**REQUEST A:** Translate this sentence from the Tolu Arokodare profile into Spanish: "Tolu joined Latvian club Valmiera in June 2019."

Tolu Arokodare
- Arokodare in 2026

Personal information
- Full name: Toluwalase Emmanuel Arokodare
- Date of birth: 23 November 2000 (age 25)
- Place of birth: Festac Town, Lagos, Nigeria
- Height: 1.97 m (6 ft 6 in)
- Position: Striker

Team information
- Current team: Ajax (on loan from Wolverhampton Wanderers)
- Number: 99

Youth career
- Kash Academy
- International Sports Academy
- Flying Sports Academy
- Box2Box FC

Senior career*
- Years: Team / Apps / (Gls)
- 2019–2023: Valmiera / 32 / (22)
- 2020–2021: → 1. FC Köln (loan) / 10 / (0)
- 2021–2023: → Amiens (loan) / 55 / (14)
- 2023–2025: Genk / 95 / (36)
- 2025–: Wolverhampton Wanderers / 33 / (3)
- 2026–: → Ajax (loan) / 6 / (3)

International career^{‡}
- 2025–: Nigeria / 11 / (2)

= Tolu Arokodare =

Nigerian footballer (born 2000)

Toluwalase Emmanuel "Tolu" Arokodare ( born 23 November 2000) is a Nigerian professional footballer who plays as a striker for Eredivisie club Ajax, on loan from Wolverhampton Wanderers, and the Nigeria national team.

Arokodare was the winner of the 2025 Ebony Shoe, awarded to the best player in Belgium representing an African country.

==Club career==
During his youth in Nigeria, Tolu played for Kash Academy and Flying Sports Academy in Festac, as well as the Segun Odegbami International College and Sports Academy. He later joined the Box2Box FC academy in Surulere and had trials in Europe with SC Freiburg and Toulouse.

===Valmieras===
Tolu joined Latvian club Valmiera in June 2019.

====Loan to Köln====
In September 2020, Tolu was loaned to German club 1. FC Köln for the 2020–21 season.
He made his professional debut in the Bundesliga on 26 September 2020, coming on as a substitute in the 76th minute for Sebastian Andersson in the 1–0 away loss to Arminia Bielefeld.

====Loan to Amiens====
On 28 June 2021, Tolu joined Ligue 2 club Amiens on a two-year loan deal with an option to buy.

===Genk===
On 31 January 2023, Tolu joined Belgian Pro League side Genk on a four-and-a-half-year deal, scoring on his debut as substitute against Gent in a 3–2 away win. He was involved for the rest of the season in Genk's title challenge – the club sat third before the final day and needed a home win over league leaders Royal Antwerp to clinch the club their first title since 2019, allied with second-placed Union Saint-Gilloise dropping points to Club Brugge. With results going Genk's way going into stoppage time, Toby Alderweireld equalised in the 94th minute for Antwerp. The match ended in a 2–2 draw, denying Genk the crown.

**LISTING:**
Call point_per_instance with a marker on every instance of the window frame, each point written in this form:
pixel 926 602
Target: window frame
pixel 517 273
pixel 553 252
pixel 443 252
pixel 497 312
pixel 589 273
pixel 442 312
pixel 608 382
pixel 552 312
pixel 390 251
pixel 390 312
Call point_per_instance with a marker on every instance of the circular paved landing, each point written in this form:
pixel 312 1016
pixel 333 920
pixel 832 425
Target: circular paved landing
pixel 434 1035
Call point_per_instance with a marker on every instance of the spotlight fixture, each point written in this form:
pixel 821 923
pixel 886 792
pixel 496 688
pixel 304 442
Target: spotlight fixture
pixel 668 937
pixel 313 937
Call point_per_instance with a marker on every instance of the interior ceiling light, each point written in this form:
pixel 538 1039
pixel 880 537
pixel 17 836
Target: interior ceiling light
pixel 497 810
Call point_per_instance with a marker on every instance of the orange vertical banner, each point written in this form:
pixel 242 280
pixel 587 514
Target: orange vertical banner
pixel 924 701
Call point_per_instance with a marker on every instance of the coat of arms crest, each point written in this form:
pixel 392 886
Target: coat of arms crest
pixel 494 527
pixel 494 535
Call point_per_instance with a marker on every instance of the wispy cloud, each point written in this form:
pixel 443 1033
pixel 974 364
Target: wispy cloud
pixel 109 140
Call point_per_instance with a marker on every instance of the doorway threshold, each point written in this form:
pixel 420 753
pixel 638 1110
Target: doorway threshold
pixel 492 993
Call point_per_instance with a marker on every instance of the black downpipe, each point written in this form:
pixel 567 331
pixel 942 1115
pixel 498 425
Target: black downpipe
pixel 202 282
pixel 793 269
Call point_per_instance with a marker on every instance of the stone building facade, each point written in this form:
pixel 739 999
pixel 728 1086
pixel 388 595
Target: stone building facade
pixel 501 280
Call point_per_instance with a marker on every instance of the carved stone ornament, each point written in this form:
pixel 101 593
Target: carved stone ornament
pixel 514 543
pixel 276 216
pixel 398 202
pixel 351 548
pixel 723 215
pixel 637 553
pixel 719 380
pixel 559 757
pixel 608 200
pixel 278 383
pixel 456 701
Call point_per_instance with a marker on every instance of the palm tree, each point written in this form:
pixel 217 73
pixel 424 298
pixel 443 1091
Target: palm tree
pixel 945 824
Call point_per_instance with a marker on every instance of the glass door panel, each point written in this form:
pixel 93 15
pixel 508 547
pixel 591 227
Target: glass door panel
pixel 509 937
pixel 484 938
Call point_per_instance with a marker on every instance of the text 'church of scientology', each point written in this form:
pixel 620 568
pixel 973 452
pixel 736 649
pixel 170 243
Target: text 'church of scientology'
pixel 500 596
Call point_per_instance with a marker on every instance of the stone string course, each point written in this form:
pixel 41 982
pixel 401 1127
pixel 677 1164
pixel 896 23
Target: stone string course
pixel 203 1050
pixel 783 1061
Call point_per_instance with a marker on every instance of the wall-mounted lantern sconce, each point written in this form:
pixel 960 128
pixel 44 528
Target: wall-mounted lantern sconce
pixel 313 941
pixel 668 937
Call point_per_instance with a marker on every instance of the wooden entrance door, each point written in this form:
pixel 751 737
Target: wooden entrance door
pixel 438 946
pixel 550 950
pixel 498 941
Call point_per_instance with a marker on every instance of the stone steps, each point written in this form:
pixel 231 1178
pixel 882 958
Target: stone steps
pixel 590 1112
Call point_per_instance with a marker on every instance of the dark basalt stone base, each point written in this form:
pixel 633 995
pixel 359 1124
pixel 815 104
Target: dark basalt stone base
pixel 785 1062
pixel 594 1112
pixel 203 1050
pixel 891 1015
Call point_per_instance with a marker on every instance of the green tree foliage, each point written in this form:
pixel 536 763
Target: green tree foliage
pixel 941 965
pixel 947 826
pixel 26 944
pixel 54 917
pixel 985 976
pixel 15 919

**REQUEST B:** From the records, copy out verbatim the lines from the one containing "of the glass" to the one containing "pixel 484 938", both included.

**CORRECT RESULT A:** Tolu se unió al club letón Valmiera en junio de 2019.

**CORRECT RESULT B:**
Call point_per_instance with a marker on every instance of the glass door panel, each point written in this form:
pixel 93 15
pixel 508 547
pixel 591 227
Target: glass door panel
pixel 509 937
pixel 484 938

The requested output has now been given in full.